**Requirements**.
Quote the integral question below word for word, beginning at the words "Where $\theta$ is" and stopping after "(Is it true?)".
── Document segment
Calculating the integral $\int_0^{\infty}{\frac{\ln x}{1+x^n}}$ using complex analysis

I need to calculate $\int_0^{\infty}{\frac{\ln x}{1+x^n}}$ $,n\geq2$ using complex analysis. I probably need to use the Residue Theorem.

I use the function $f(z)={\frac{\ln z}{1+z^n}}$ in the normal branch.

I've tried to use this contour.

enter image description here

Where $\theta$ is an angle so that only $z_{0}$ will be in the domain (I hope this is clear from the drawing)

I estimated $|\int_{\Gamma_{R}}|$ and $|\int_{\Gamma_{\epsilon}}|$ and showed that they must tend to $0$ when $\epsilon \rightarrow0$ and $R \rightarrow\infty$. (Is it true?)

However I'm having trouble calculating $\int_{\Gamma_{2}}$ . Does it have something to do with choosing the "right" $\theta$?

Any ideas?

Thanks!
────
── Entries shown
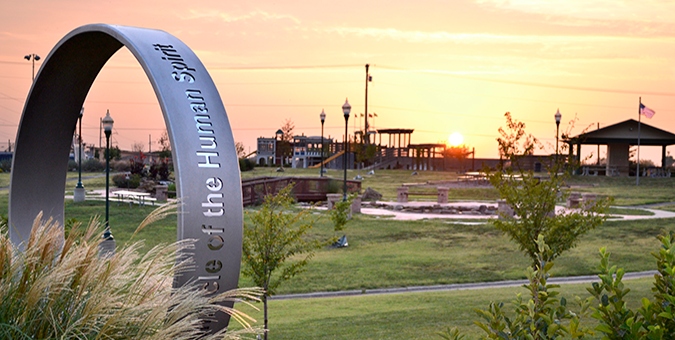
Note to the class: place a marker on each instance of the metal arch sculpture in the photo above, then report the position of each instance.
(205, 162)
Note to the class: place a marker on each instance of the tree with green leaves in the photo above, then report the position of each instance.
(533, 198)
(541, 314)
(276, 244)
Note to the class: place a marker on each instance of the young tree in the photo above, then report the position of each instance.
(287, 128)
(164, 145)
(533, 199)
(276, 246)
(285, 145)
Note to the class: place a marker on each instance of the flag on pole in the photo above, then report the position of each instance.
(647, 112)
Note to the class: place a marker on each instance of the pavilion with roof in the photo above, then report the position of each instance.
(619, 138)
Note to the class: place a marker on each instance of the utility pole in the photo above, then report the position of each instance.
(368, 78)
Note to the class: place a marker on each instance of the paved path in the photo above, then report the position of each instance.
(409, 216)
(400, 215)
(453, 287)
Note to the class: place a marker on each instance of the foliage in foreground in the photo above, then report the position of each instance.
(545, 316)
(63, 289)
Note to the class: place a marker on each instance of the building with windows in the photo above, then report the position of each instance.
(307, 150)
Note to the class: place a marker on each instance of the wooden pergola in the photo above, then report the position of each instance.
(619, 138)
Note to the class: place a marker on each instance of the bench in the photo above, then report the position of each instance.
(403, 192)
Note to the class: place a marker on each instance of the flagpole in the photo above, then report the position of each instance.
(637, 175)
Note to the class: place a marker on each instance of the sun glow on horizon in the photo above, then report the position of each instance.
(455, 139)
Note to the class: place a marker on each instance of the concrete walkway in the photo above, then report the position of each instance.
────
**Correct output**.
Where $\theta$ is an angle so that only $z_{0}$ will be in the domain (I hope this is clear from the drawing)

I estimated $|\int_{\Gamma_{R}}|$ and $|\int_{\Gamma_{\epsilon}}|$ and showed that they must tend to $0$ when $\epsilon \rightarrow0$ and $R \rightarrow\infty$. (Is it true?)